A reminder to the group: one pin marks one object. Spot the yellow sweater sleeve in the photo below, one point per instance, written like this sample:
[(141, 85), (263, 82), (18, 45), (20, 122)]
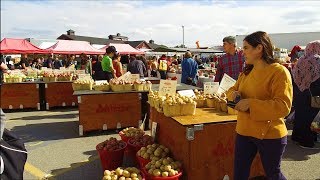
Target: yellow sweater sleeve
[(280, 104)]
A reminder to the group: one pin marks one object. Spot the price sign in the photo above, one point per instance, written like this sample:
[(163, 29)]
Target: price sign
[(210, 87), (188, 93), (135, 77), (101, 82), (226, 83), (167, 87), (80, 71), (32, 73), (125, 77), (83, 76)]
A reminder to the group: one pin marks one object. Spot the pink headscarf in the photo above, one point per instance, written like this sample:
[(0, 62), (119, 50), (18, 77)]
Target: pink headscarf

STATED TASK:
Format all of the records above as a JSON list of strings, with one string per line. Skip blank lines and leave the pictures out.

PROBLEM SOLUTION:
[
  "A reminder to the group: one pin marks one object. Spot the yellow sweater sleeve in the photo below, one point per instance, written like this sample:",
  "[(141, 85), (263, 82), (18, 45), (20, 122)]",
  "Target: yellow sweater sleeve",
  "[(280, 104)]",
  "A reminder to the group: one pin marks one object. Spot the price sign in the photo above, one point per instance, written like this sample:",
  "[(163, 29)]",
  "Target: price sign",
  "[(210, 87), (188, 93), (135, 77), (101, 82), (226, 83), (167, 87), (80, 71), (32, 73), (125, 77), (83, 76)]",
  "A reminder to the group: one pin marks one object. Spot the pink headscarf in the photo above, one point per instance, written like this sample:",
  "[(0, 62), (119, 50), (18, 77)]",
  "Target: pink headscarf"
]